**CONSIGNE 1**
Répondez à ces questions sur le texte consacré à la table ronde de la revue Inflexions à Blois, une réponse par ligne :
(a) De quelle année date le premier numéro de la revue ?
(b) Sur quoi porte son prochain numéro ?
(c) Qui présente la table ronde de cette année ?
**CONSIGNE 2**
Reprenez le texte sur la table ronde de la revue Inflexions à Blois et poursuivez-le après sa dernière phrase.

**EXTRAIT FOURNI**
__________________________________________________

Comme tous les ans à Blois, une table ronde est organisée par la revue Inflexions. Civils et militaires : pouvoir dire. Rassemblant dans son comité de rédaction des militaires, des civils, des philosophes, des anthropologues…, cette revue, dont le premier numéro date de 2005, s’interroge sur des éléments concrets qui font la vie quotidienne des militaires. Le prochain numéro porte sur le courage.

La table ronde de cette année, introduite par Jean-Pierre Rioux, s’intéresse à l’évolution de l’origine sociale des soldats français, sous le titre : « Des paysans des tranchées aux jeunes des banlieues : qui sont les soldats français ? ». Présentée par le colonel (er) Jean-Luc Cotard, membre du comité de rédaction de Inflexions et directeur de Tri Ad Communications, elle associe, Messieurs Eric Deroo, réalisateur, chercheur associé au CNRS, spécialiste de l’histoire coloniale ; François Lagrange, spécialiste de la Première Guerre mondiale, chef de la division recherche historique et action pédagogique du musée de l’Armée ; le général Benoît Royal, responsable du recrutement de l’Armée de Terre et directeur de collection chez Economica. Innovante dans son déroulement, elle fait intervenir les questions des deux autres participants tout de suite après l’exposé, ce qui crée des liens et une discussion entre les intervenants. Les questions du public sont posées à la fin.

__________________________________________________

**DONNÉES EXTRAITES**
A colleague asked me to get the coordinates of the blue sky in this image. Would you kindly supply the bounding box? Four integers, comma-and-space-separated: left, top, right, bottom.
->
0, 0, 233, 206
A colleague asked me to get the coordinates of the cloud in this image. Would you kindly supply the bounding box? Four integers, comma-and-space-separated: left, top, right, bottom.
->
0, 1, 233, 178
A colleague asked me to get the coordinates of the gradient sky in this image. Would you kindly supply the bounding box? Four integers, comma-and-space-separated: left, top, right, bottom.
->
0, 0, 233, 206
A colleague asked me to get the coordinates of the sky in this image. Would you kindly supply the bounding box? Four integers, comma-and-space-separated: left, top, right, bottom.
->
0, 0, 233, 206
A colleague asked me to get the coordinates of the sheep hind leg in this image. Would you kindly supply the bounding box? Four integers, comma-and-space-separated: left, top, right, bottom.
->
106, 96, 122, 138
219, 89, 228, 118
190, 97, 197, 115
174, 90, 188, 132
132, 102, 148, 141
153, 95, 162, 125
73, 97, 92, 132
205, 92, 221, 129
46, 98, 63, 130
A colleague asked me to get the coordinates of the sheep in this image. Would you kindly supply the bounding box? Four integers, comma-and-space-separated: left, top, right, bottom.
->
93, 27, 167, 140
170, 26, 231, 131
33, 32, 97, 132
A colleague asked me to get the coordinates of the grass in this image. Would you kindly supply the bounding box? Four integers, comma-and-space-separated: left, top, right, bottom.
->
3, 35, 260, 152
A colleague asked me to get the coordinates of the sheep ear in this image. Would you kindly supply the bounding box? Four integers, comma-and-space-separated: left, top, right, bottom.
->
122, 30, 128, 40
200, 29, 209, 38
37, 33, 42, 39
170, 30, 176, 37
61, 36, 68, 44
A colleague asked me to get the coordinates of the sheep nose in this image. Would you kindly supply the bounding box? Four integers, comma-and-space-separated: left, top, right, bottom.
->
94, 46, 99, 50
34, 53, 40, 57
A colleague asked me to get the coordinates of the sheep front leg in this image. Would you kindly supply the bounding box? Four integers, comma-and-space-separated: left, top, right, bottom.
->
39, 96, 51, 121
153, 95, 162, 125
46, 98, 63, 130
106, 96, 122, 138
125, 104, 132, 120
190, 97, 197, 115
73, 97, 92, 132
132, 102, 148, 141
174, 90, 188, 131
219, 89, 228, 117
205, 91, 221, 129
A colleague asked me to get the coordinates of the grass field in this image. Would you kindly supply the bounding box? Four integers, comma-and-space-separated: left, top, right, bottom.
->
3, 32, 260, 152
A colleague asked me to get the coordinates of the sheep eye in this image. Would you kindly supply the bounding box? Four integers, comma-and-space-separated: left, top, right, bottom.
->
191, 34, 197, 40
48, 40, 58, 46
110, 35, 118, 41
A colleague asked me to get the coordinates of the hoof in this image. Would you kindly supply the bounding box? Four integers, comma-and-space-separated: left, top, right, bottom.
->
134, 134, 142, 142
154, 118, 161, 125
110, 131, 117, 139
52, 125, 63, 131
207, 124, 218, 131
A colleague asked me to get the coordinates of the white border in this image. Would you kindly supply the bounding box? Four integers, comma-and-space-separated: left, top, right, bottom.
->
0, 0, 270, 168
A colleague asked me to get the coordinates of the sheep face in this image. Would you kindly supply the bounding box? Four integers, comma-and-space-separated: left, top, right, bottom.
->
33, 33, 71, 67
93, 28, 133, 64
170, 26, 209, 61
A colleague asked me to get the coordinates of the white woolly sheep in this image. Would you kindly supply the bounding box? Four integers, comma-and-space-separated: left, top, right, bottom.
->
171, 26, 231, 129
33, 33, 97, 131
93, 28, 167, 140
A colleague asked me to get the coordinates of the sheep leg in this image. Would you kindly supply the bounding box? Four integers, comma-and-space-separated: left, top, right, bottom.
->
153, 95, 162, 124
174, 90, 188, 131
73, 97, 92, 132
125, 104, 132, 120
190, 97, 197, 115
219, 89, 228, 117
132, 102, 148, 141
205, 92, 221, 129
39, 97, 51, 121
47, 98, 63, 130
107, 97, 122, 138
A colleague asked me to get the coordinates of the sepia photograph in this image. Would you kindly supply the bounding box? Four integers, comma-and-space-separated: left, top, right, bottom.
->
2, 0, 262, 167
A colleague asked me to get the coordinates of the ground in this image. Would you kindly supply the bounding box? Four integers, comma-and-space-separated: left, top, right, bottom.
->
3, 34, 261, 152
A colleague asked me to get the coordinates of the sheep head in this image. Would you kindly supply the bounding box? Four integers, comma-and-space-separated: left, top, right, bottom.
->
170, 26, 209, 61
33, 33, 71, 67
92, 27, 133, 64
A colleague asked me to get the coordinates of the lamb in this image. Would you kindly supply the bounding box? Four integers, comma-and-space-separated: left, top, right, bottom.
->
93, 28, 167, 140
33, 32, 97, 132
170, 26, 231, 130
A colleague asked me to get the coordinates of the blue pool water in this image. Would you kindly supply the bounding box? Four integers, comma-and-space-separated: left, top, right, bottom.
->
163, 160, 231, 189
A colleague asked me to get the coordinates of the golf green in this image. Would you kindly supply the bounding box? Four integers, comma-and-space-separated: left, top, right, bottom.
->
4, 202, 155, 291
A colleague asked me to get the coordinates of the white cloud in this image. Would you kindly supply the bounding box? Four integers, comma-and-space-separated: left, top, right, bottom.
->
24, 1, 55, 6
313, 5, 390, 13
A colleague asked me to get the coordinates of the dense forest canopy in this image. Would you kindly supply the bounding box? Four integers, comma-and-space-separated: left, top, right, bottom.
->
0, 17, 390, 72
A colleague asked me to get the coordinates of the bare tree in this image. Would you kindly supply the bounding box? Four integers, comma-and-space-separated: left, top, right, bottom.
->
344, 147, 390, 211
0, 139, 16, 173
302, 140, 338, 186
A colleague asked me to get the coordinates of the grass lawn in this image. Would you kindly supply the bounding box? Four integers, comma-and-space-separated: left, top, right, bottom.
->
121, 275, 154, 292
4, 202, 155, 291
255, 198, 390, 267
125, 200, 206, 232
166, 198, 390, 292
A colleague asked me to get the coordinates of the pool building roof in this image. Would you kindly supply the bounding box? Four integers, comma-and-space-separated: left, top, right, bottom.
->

__________________________________________________

**RÉPONSE 1**
(a) 2005
(b) Le courage
(c) Le colonel (er) Jean-Luc Cotard

**RÉPONSE 2**
Pendant longtemps, les militaires étaient une minorité, aidée d’une piétaille de condition inférieure. La guerre -et tous ses dérivés- pèse sur les paysans car elle génère, outre des destructions, un impôt supplémentaire et quand les troupes se déplacent, les paysans doivent les loger. A la fin du XVIIIè siècle, le soldat n’est pas principalement d’origine paysanne. Le paysan sert surtout dans la cavalerie car il a l’habitude de soigner les animaux. La plupart des soldats viennent du nord-est de la France. La levée en masse pendant la Révolution française est une des causes du soulèvement vendéen. Sous la IIIè République, l’armée est populaire au sens où elle est surtout formée de paysans. Les deux guerres mondiales sont encore hippomobiles, proches de la ruralité : seule l’armée d’Afrique est motorisée et équipée à l’américaine. En 2012, le soldat français est issu principalement des villes : présente-t-il les mêmes caractéristiques que ses prédécesseurs ? La rusticité est-elle une nécessité ? En d’autres termes, comment passe-t-on des soldats des campagnes à ceux des villes ?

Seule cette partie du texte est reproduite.